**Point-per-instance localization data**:
- - -
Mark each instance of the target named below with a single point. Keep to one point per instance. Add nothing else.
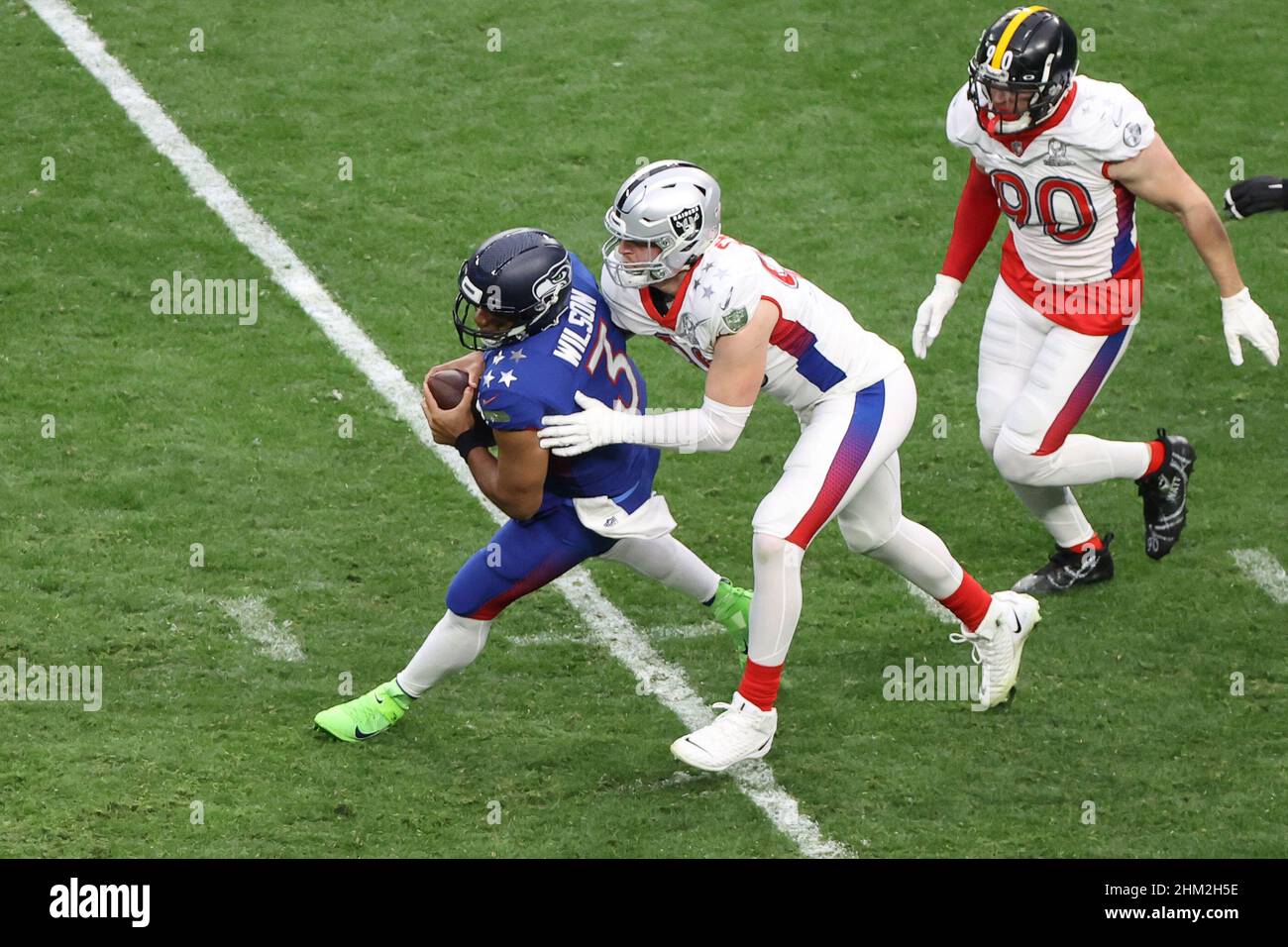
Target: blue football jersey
(584, 351)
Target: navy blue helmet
(520, 274)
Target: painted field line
(256, 621)
(1265, 571)
(655, 634)
(605, 622)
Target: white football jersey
(816, 347)
(1069, 223)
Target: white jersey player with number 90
(1064, 158)
(755, 326)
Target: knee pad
(771, 551)
(871, 531)
(1017, 464)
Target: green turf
(172, 431)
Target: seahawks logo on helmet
(687, 223)
(552, 283)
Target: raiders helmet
(1029, 52)
(523, 274)
(673, 205)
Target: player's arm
(733, 381)
(973, 227)
(1157, 176)
(514, 478)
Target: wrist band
(478, 436)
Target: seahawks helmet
(523, 274)
(673, 205)
(1029, 52)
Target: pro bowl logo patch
(687, 224)
(1056, 154)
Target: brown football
(449, 386)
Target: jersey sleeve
(1126, 128)
(511, 408)
(733, 305)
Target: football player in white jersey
(1065, 158)
(752, 325)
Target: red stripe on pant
(864, 424)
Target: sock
(1157, 457)
(1094, 543)
(451, 647)
(969, 603)
(760, 684)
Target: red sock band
(1157, 454)
(969, 603)
(760, 684)
(1094, 543)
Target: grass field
(172, 431)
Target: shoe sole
(1189, 472)
(707, 768)
(1019, 654)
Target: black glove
(1253, 196)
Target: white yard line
(1263, 569)
(256, 621)
(653, 634)
(605, 622)
(931, 604)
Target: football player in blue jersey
(540, 333)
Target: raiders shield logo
(687, 224)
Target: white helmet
(674, 205)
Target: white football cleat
(997, 643)
(742, 732)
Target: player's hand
(446, 424)
(930, 315)
(572, 434)
(1243, 318)
(1256, 196)
(472, 364)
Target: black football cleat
(1065, 570)
(1164, 496)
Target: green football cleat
(732, 608)
(365, 716)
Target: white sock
(776, 607)
(670, 562)
(451, 647)
(1057, 510)
(921, 557)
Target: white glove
(1243, 318)
(593, 427)
(930, 315)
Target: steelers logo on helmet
(1021, 69)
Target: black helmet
(523, 274)
(1026, 51)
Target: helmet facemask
(1033, 101)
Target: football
(449, 386)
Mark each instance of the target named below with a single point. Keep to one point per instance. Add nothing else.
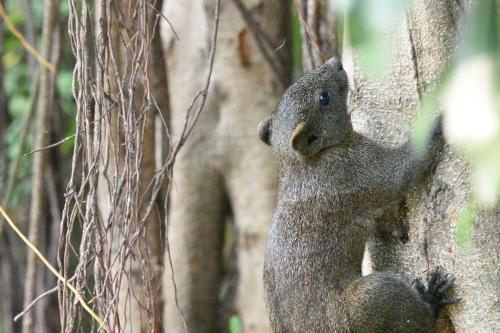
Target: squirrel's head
(312, 114)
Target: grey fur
(333, 182)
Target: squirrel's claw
(437, 285)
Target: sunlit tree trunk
(37, 209)
(424, 39)
(223, 172)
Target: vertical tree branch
(37, 211)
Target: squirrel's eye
(324, 98)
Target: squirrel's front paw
(437, 285)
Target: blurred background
(129, 154)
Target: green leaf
(465, 224)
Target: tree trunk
(223, 170)
(425, 38)
(37, 210)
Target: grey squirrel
(332, 182)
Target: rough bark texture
(223, 168)
(37, 209)
(425, 39)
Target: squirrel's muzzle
(302, 139)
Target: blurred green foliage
(17, 85)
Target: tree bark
(223, 170)
(425, 38)
(37, 210)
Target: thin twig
(264, 43)
(51, 145)
(51, 268)
(166, 20)
(310, 34)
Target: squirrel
(332, 183)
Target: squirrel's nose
(336, 63)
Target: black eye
(324, 98)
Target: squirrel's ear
(264, 130)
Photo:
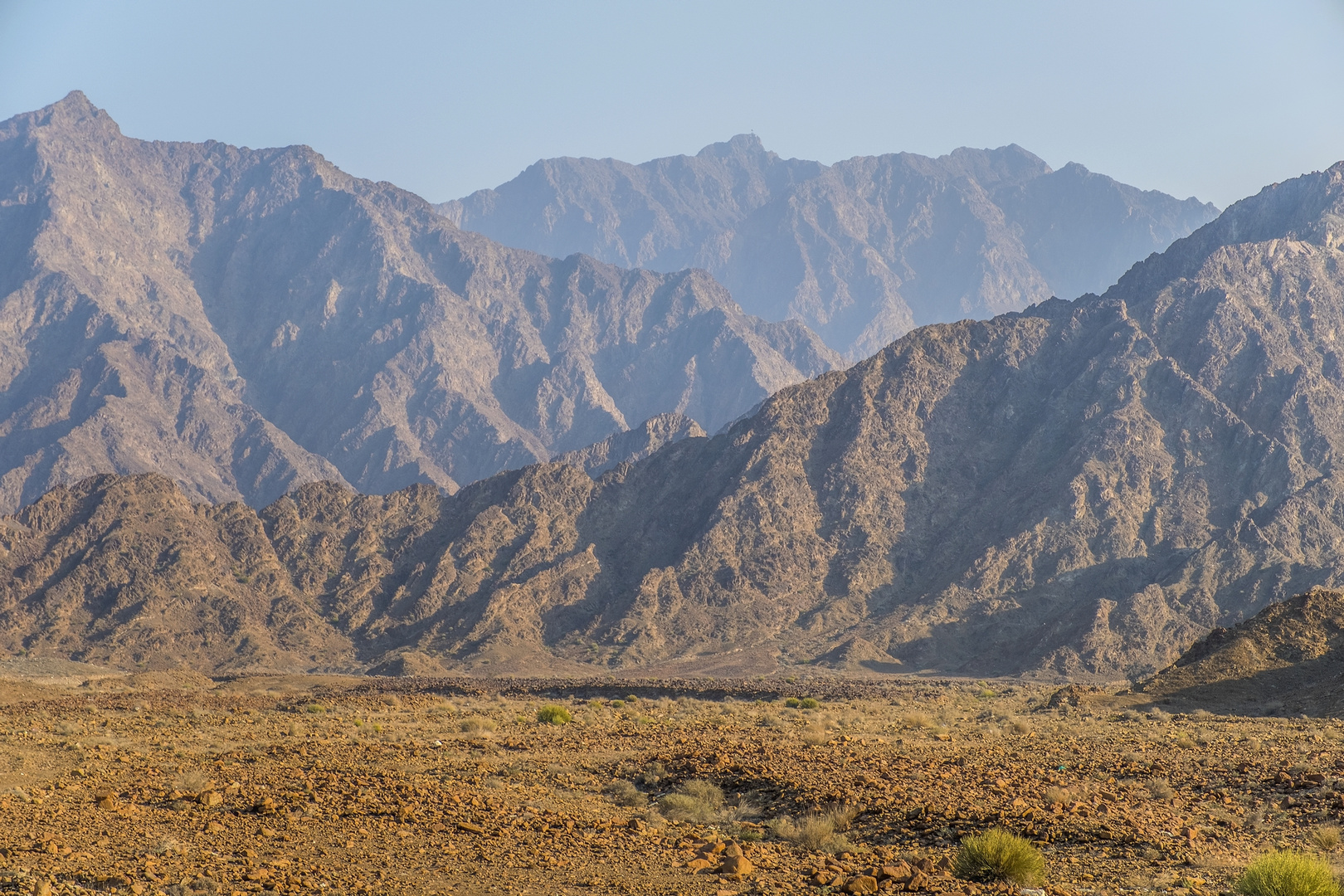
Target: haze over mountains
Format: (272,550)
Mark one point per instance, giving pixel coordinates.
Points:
- - -
**WHAT THE EXERCISE ASKS**:
Where the line with "Target: black eye" appears in the entries above, begin there and restate every line to the end word for word, minus the pictures.

**EXPECTED OUTPUT**:
Target: black eye
(324, 98)
Target: squirrel's ear
(264, 130)
Photo:
Target: haze over mountains
Format: (272,550)
Mark one point per instance, giving pixel coordinates.
Points:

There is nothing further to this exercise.